# [Your objective]
Write out the material below word for word, leaving out the pictures.

# [Records for this task]
---
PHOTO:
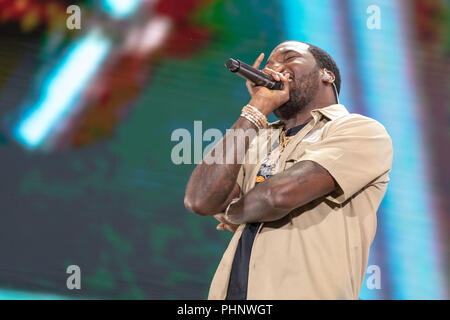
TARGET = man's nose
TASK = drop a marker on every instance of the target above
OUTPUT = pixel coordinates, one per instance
(278, 67)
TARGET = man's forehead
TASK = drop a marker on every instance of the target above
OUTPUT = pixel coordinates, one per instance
(297, 46)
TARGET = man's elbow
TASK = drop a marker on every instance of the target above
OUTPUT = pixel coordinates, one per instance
(197, 206)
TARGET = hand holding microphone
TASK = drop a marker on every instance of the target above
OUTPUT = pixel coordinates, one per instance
(268, 88)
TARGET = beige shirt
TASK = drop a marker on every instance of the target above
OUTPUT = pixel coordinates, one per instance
(319, 250)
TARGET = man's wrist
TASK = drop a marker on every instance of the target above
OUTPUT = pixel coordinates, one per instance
(227, 216)
(261, 106)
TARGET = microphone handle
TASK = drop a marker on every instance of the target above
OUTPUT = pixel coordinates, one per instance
(256, 76)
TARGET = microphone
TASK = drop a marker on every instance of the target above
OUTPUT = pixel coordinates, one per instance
(259, 78)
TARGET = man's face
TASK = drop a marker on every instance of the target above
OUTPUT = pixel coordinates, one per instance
(294, 58)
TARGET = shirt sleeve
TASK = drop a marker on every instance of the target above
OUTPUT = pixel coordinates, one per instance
(240, 180)
(355, 151)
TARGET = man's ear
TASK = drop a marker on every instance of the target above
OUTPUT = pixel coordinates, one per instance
(327, 76)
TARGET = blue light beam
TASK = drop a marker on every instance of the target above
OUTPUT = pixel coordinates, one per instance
(120, 9)
(63, 88)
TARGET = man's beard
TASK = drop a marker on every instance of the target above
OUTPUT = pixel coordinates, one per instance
(299, 97)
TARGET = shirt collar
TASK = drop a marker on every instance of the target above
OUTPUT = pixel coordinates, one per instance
(332, 112)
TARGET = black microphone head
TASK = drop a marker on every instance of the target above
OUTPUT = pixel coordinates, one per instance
(232, 64)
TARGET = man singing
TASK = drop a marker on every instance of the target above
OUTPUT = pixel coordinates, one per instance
(305, 215)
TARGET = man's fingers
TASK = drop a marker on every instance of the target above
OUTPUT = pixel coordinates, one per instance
(258, 61)
(275, 75)
(285, 79)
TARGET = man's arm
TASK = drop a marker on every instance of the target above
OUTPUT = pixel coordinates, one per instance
(213, 185)
(272, 199)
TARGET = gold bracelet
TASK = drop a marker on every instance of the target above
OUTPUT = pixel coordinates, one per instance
---
# [Worked solution]
PHOTO:
TARGET = man's nose
TASK = drop a marker on every instance of the target above
OUTPUT = pixel coordinates, one per instance
(278, 67)
TARGET = man's forehead
TASK = drop a marker on every instance of the target above
OUTPUT = pixel coordinates, one per instance
(297, 46)
TARGET = man's elbow
TASK = drop a marker on every instance of the target above
OUTPUT = pixel coordinates, one per instance
(197, 206)
TARGET = hand holding microphone
TASK = drop a marker on every instance of the target above
OUTPUT = pixel coordinates, one per instance
(268, 88)
TARGET = beige shirt
TASK = drop a marker on every instance of the target above
OUTPUT = pixel coordinates, one per instance
(319, 250)
TARGET = man's wrist
TASK = drop a marker on every instance of the target above
OUTPUT = pixel coordinates, one per instance
(227, 216)
(261, 106)
TARGET = microphone handle
TASK = drop a marker on every instance of the target above
OUTPUT = pixel coordinates, one per instance
(256, 76)
TARGET = microphone
TASK = drop a marker on every instance of the target above
OUTPUT = pixel coordinates, one per instance
(259, 78)
TARGET = man's face
TASK = drop a marker on every instance of the target above
OUTPUT = pixel coordinates, one per instance
(294, 58)
TARGET = shirt sleeve
TASK = drop a marker on every instance of the target above
OUTPUT = pixel coordinates, one per instance
(240, 180)
(355, 151)
TARGET = man's ear
TASK = drop a marker on every instance of the target above
OUTPUT = pixel coordinates, one per instance
(327, 76)
TARGET = blue light beam
TASK = drop a marker on every instance of the target above
OUTPUT = pixel coordinates, one per instance
(120, 9)
(63, 88)
TARGET = man's beard
TASK = drop a marker on every instance of the target above
OUTPUT = pixel coordinates, one per instance
(299, 97)
TARGET = shirt collar
TASK = drop a marker on every instance of the target above
OUTPUT = pixel coordinates, one per instance
(332, 112)
TARGET = black microphone head
TASK = drop a marker on every instance of the target above
OUTPUT = pixel coordinates, one per instance
(232, 64)
TARGET = man singing
TASK = drop a marker on every instance of the target above
OUTPUT = pixel coordinates, one per instance
(305, 215)
TARGET = man's fingers
TASK = drop a marker on every instance of the target above
OUTPUT = pixel coordinates, one per instance
(258, 61)
(275, 75)
(285, 79)
TARGET = man's arm
TASK = drop a marker on every instance of the target above
OUTPUT = pixel coordinates, one per instance
(213, 185)
(272, 199)
TARGET = gold bracelet
TASK = drop a marker on every instance of the target above
OUTPUT = pixel coordinates, one per instance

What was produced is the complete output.